**What to do:**
[a] Answer these questions using the passage on sanctions screening:
(i) What does the algorithm measure when it scores a name match?
(ii) What does alias expansion reduce, and at what cost?
(iii) What happens to future screens of a person who has been added to the whitelist?
[b] Return the part of the passage on sanctions screening starting with "Contextual matching adds" and going on through "with minimal context.", copied word for word.

**Passage to read:**
Scoring doesn't eliminate manual review. It triages the workload. A 95% match on "Mohammed Al-Rahman" still needs human eyes to verify whether your customer is the sanctioned individual or a different person with the same common name. Algorithm can't confirm identity. It measures string similarity. Different problem.

Contextual matching adds value when you have the data. If screening includes date of birth, nationality, or passport number, algorithm can cross-reference against SDN auxiliary fields. Name match with non-matching DOB drops true positive probability dramatically. But most transaction screening doesn't carry this data — you're matching company names and contact names with minimal context.

Alias expansion catches known variations. Good platforms maintain alias databases beyond official SDN entries — common misspellings, regional patterns, nickname conventions. Reduces false negatives at the cost of more false positives. Trade-off sits at the core of every screening configuration.

Whitelisting handles established relationships. You investigate "Ahmed Hassan" at regular customer Acme Trading, confirm he's not the sanctioned Ahmed Hassan, add him to whitelist. Future screens auto-clear. Cuts investigation burden for repeat business significantly. But whitelist maintenance creates its own workload — and most teams neglect it. People change names. Companies change ownership. Sanctioned parties acquire stakes in legitimate businesses. Whitelist that never gets reviewed becomes a compliance gap waiting to blow up during an audit.

Where Does Manual Review Actually Matter?

Human reviewers do what algorithms can't — verify identity through contextual investigation. Algorithm flags "Mohammed Al-Rahman" as potential SDN match. Reviewer pulls up the SDN entry, checks addresses, looks at the designated individual's known business activities, compares against what your customer actually does. Does any of it line up? Or is this just another guy named Mohammed in a region where half the male population shares that name?

**Exercise data:**
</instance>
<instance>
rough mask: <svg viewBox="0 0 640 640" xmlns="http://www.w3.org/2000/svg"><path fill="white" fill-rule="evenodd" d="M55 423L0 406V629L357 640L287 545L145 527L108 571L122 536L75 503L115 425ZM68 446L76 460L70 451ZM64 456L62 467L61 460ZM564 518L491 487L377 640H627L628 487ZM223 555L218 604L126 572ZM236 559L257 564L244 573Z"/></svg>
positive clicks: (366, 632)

**Answers to this exercise:**
[a]
(i) String similarity.
(ii) It reduces false negatives at the cost of more false positives.
(iii) They auto-clear.

[b]
Contextual matching adds value when you have the data. If screening includes date of birth, nationality, or passport number, algorithm can cross-reference against SDN auxiliary fields. Name match with non-matching DOB drops true positive probability dramatically. But most transaction screening doesn't carry this data — you're matching company names and contact names with minimal context.